__TASK BRIEF__
Retype, word for word, every line starting at the line with "TARGET = boat reflection on water" and ending with the final line of the entries; skip the pictures.

start

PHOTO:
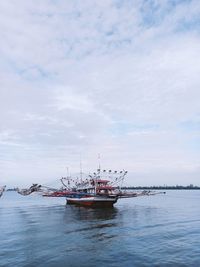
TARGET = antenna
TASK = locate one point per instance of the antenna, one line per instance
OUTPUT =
(81, 173)
(99, 167)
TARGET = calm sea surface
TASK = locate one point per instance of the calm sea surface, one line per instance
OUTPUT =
(161, 230)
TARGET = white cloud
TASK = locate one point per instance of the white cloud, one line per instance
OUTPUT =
(97, 77)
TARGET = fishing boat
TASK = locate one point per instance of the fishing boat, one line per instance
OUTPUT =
(95, 191)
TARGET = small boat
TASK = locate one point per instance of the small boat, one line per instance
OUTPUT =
(94, 191)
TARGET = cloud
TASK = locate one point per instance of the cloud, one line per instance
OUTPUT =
(119, 78)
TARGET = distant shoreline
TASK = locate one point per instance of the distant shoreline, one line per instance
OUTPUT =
(177, 187)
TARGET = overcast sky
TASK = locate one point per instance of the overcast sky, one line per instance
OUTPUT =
(115, 78)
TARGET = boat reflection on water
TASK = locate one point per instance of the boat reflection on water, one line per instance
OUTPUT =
(90, 214)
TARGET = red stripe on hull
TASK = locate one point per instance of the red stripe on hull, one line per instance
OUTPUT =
(92, 204)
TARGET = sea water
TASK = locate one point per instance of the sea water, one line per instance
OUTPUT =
(160, 230)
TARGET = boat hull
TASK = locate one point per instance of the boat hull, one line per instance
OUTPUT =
(93, 202)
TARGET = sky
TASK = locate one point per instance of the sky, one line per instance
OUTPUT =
(119, 79)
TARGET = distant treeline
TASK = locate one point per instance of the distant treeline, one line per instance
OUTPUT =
(165, 187)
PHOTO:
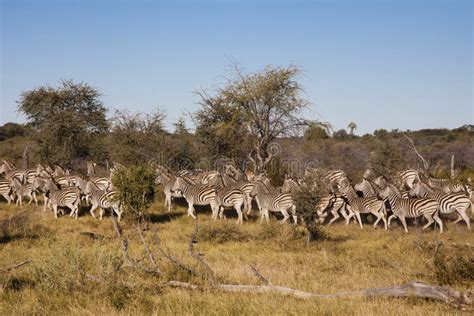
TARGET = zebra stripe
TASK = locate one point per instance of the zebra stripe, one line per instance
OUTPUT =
(68, 197)
(272, 201)
(195, 194)
(411, 208)
(449, 203)
(103, 200)
(6, 190)
(357, 205)
(229, 197)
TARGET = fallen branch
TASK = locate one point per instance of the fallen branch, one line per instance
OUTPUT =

end

__THE COMPLETED TASK__
TARGET = boat reflection on water
TASK = locate one point per instance of the boat reflection on water, one line per instance
OUTPUT =
(90, 214)
TARGET = red stripe on hull
TASK = locate one point per instance of the red stripe on hull, one line per instance
OUTPUT =
(92, 204)
TARGET = sea water
TASK = locate one point per instance of the sea water, one line per instance
OUTPUT =
(160, 230)
TARGET = boat hull
TASK = locate one point per instance of the boat hull, one line per instance
OUTPUT =
(93, 202)
TARGET = sky
TASK = locate one point per instance of the sky, one line per instance
OUTPUT =
(119, 79)
TARGET = distant treeline
TASK = locate one point per instance of the distant treeline, one line per instance
OUTPUT =
(165, 187)
PHOTO:
TARGET = zebra stripe
TASK = locate one point per instance of the zebra stripe, one line per instance
OUTPUT =
(68, 197)
(272, 201)
(195, 194)
(411, 208)
(449, 203)
(103, 200)
(6, 190)
(357, 205)
(229, 197)
TARGET = fallen branch
TASK = locate one point per instance of the fallen branch, one line per instance
OUTPUT =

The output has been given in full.